August 13, 2020, 10:54:58 AM
Forum Rules: Read This Before Posting

### Topic: Chapter 1 Problem  (Read 6789 times)

0 Members and 1 Guest are viewing this topic.

#### dshipp17

• Regular Member
• Posts: 17
• Mole Snacks: +1/-0
##### Chapter 1 Problem
« on: March 02, 2017, 02:03:53 PM »
I came across this problem and my answer seems to either be slightly off or the textbook might be wrong: A sample of an ethanol–water solution has a volume of 54.2 cm3 and a mass of 49.6 g. What is the percentage of ethanol (by mass) in the solution? (Assume that there is no change in volume when the pure compounds are mixed.) The density of ethanol is 0.789 g/cm3 and that of water is 0.998 g/cm3.

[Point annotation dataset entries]
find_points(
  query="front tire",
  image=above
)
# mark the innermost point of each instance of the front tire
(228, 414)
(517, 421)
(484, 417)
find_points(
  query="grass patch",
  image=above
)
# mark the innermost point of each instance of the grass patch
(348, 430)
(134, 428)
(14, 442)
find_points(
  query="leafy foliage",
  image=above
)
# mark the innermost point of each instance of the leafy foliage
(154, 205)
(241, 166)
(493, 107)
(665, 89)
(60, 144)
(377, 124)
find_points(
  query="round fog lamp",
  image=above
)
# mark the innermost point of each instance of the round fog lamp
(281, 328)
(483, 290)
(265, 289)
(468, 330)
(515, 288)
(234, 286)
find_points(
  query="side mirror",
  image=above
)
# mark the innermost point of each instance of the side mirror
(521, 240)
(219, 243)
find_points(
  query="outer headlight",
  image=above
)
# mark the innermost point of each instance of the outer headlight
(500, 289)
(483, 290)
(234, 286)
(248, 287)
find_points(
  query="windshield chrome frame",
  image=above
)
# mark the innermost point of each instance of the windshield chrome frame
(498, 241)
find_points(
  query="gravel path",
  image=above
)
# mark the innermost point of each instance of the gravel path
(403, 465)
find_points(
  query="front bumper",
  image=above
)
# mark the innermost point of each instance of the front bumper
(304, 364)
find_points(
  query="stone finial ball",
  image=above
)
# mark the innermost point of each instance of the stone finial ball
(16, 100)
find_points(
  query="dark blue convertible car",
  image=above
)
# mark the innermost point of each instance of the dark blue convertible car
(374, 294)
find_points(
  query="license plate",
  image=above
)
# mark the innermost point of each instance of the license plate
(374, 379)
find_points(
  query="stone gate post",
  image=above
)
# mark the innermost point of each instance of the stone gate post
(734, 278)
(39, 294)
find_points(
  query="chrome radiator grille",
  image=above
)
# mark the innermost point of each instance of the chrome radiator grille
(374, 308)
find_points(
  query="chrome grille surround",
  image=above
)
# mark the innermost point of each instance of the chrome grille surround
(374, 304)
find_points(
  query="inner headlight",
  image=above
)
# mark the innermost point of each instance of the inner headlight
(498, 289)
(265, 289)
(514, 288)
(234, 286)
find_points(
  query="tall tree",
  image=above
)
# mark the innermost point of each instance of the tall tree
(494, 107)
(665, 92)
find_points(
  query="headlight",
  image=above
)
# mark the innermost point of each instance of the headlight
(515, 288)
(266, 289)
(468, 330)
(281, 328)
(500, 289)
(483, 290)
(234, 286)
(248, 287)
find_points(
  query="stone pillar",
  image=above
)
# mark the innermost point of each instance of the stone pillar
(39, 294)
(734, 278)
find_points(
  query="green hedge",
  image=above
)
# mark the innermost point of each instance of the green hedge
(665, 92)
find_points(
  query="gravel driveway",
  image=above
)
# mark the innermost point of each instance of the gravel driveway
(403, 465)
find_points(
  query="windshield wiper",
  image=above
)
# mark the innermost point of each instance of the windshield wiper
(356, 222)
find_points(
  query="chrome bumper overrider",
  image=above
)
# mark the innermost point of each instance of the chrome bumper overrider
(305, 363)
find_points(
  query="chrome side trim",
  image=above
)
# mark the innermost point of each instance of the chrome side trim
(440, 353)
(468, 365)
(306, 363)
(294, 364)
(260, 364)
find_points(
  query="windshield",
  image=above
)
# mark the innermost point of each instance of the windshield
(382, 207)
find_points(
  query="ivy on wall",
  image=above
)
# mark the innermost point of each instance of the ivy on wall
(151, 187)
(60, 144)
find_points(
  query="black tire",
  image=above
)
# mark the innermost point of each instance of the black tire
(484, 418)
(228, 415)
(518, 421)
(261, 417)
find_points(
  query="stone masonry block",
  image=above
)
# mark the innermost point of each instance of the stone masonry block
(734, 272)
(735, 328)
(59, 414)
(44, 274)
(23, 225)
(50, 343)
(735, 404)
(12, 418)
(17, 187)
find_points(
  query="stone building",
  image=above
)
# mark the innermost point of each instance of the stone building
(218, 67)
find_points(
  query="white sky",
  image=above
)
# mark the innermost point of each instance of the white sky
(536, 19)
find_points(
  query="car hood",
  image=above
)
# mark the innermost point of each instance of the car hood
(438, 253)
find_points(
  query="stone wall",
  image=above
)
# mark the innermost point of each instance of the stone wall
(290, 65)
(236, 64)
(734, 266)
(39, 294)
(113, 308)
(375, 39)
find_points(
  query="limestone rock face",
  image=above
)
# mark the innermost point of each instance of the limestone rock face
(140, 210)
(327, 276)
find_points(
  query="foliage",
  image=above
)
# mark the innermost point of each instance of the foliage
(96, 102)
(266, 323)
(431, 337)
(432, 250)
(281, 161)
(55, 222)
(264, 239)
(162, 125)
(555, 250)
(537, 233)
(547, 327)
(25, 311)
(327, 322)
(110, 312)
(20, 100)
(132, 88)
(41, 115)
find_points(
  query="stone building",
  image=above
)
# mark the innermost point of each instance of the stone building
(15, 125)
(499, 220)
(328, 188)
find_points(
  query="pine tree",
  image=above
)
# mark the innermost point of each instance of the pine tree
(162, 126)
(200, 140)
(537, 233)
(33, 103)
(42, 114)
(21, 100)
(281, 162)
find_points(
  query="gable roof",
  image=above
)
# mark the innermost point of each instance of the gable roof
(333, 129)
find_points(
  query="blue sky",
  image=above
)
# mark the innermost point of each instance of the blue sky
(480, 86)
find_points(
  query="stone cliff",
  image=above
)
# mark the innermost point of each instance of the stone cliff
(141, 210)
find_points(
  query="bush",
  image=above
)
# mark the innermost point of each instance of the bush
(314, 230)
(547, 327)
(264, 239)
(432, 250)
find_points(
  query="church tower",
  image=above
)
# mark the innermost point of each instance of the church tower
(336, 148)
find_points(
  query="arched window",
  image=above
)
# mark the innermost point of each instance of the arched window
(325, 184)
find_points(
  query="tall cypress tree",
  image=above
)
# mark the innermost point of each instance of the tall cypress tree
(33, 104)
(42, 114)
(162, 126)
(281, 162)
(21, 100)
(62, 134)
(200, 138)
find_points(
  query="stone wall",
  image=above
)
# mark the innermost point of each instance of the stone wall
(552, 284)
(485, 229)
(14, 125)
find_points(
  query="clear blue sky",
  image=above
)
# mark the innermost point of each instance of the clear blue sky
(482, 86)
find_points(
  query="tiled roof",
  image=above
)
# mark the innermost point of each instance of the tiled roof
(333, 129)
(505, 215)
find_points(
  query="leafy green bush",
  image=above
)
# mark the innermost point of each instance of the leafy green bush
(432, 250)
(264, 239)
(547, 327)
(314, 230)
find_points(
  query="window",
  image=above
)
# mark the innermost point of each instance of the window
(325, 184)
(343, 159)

__Required task__.
Retype the part of the forum thread starting at "#### dshipp17" and ending at "is 0.998 g/cm3.". Work from the forum thread alone, not the entries.

__Expected answer__.
#### dshipp17

• Regular Member
• Posts: 17
• Mole Snacks: +1/-0
##### Chapter 1 Problem
« on: March 02, 2017, 02:03:53 PM »
I came across this problem and my answer seems to either be slightly off or the textbook might be wrong: A sample of an ethanol–water solution has a volume of 54.2 cm3 and a mass of 49.6 g. What is the percentage of ethanol (by mass) in the solution? (Assume that there is no change in volume when the pure compounds are mixed.) The density of ethanol is 0.789 g/cm3 and that of water is 0.998 g/cm3.